**THE PROBLEM**: Reproduce word for word the lines from the one containing "Would you please place a dot on the white shirt" through the last of the rows, both ends included.

Data items
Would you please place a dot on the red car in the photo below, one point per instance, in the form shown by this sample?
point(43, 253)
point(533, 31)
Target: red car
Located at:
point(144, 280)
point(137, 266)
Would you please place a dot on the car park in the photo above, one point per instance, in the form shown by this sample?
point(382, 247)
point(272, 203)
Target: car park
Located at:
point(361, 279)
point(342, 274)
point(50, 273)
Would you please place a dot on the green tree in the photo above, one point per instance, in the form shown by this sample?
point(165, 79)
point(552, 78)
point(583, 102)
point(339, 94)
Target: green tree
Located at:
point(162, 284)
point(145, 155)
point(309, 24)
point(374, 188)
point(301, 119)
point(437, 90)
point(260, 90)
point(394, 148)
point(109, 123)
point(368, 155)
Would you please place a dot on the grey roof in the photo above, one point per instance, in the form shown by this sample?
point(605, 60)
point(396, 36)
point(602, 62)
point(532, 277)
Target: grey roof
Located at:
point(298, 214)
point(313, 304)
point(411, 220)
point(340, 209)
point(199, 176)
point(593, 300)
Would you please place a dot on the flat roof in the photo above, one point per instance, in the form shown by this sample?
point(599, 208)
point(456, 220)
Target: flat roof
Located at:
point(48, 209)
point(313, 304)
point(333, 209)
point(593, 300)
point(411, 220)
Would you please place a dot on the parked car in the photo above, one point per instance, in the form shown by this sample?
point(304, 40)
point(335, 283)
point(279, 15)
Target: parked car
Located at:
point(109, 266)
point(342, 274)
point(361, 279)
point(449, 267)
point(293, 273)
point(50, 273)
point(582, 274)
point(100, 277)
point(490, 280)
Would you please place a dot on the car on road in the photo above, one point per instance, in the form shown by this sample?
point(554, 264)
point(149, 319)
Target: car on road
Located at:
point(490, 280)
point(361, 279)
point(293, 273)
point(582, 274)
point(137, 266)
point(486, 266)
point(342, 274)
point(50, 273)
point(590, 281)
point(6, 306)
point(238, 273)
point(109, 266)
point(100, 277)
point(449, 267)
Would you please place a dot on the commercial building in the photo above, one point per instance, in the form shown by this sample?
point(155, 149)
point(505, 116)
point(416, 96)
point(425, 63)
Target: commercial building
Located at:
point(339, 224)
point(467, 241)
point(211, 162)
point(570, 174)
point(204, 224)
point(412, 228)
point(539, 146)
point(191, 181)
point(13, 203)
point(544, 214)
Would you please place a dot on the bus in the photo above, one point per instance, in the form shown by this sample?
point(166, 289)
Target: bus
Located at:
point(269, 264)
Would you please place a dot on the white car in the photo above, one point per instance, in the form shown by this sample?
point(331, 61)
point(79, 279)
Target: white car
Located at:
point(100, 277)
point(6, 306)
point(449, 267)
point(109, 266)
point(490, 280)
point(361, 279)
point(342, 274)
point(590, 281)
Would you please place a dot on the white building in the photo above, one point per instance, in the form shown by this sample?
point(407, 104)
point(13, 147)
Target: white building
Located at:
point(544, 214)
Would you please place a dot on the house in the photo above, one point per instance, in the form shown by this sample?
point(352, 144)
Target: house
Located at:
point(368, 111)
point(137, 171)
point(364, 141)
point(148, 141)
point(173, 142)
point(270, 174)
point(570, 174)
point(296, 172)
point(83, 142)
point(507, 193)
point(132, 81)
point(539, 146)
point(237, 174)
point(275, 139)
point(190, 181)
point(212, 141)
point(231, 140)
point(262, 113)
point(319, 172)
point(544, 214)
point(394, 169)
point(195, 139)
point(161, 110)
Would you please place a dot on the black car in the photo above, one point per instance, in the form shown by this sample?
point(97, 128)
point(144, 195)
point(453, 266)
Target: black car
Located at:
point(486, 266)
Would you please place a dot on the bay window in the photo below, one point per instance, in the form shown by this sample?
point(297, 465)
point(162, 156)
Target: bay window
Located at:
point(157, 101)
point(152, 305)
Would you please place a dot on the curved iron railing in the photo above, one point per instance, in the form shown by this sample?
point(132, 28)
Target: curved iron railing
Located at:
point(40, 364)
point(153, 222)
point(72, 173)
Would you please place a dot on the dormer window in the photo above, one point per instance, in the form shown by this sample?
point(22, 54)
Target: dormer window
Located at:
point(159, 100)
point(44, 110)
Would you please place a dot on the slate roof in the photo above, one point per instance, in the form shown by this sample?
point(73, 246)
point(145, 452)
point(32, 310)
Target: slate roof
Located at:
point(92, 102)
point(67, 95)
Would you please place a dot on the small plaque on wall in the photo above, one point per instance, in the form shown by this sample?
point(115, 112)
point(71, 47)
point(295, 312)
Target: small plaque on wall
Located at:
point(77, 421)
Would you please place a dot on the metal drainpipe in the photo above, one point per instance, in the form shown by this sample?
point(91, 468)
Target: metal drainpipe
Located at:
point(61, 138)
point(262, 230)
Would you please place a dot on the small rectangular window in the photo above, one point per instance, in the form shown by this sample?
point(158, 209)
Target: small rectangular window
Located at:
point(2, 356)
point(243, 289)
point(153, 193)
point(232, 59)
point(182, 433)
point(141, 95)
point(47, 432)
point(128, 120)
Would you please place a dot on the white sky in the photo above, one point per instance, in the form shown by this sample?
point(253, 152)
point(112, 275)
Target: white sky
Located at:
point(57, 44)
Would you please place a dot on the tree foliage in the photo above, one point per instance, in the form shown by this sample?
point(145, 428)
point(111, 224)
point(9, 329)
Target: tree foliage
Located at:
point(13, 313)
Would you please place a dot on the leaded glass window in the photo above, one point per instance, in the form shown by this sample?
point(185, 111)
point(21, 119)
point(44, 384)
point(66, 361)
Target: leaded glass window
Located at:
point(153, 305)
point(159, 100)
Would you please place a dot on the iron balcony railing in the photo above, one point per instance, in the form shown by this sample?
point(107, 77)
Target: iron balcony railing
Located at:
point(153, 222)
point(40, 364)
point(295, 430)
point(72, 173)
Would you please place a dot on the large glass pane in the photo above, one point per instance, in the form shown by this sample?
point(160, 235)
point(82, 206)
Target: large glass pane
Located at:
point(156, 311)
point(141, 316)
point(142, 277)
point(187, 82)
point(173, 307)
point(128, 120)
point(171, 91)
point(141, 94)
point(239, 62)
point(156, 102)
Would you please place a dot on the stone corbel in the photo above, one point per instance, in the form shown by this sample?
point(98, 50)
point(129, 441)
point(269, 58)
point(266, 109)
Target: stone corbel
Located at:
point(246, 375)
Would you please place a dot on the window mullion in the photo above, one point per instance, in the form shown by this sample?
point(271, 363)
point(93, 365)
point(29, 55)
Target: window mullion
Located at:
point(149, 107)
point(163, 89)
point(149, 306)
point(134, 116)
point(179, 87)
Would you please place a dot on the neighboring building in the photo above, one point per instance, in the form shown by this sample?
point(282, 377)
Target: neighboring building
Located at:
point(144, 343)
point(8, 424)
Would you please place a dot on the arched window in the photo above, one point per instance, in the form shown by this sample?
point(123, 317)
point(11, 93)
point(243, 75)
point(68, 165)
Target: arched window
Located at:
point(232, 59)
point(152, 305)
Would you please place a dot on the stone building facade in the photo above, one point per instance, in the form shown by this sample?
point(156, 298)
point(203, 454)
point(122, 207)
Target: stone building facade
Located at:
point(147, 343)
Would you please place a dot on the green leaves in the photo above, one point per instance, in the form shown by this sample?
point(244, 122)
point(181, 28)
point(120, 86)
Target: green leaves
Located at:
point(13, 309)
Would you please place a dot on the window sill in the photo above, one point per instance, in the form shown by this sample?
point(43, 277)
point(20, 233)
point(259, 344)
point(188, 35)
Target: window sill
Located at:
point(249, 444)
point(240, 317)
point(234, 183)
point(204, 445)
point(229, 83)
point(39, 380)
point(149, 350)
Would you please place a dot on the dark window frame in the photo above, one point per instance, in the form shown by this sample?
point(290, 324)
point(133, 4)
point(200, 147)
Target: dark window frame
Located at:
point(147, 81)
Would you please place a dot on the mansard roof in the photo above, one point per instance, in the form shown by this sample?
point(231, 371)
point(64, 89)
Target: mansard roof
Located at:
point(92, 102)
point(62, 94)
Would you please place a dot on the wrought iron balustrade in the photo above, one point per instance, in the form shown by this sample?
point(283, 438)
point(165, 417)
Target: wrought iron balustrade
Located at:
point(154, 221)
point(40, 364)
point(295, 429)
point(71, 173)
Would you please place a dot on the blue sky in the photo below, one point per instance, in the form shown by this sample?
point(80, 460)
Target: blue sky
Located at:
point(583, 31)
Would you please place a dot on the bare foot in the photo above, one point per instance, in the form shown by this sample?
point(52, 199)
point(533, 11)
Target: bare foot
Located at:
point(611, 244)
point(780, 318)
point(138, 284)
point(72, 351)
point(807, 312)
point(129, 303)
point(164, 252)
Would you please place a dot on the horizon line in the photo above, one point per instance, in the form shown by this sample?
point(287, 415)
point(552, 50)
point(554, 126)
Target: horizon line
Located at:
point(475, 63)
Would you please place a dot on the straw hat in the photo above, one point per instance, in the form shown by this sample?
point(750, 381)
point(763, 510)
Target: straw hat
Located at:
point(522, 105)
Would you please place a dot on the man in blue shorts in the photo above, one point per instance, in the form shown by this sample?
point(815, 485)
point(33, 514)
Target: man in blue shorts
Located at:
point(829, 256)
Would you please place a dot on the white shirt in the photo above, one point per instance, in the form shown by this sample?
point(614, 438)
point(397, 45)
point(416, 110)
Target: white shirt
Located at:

**FINAL ANSWER**:
Would you please place a dot on the white shirt in the photo above, one point per instance, in the form shown by this sample?
point(614, 438)
point(397, 45)
point(416, 110)
Target: white shirt
Located at:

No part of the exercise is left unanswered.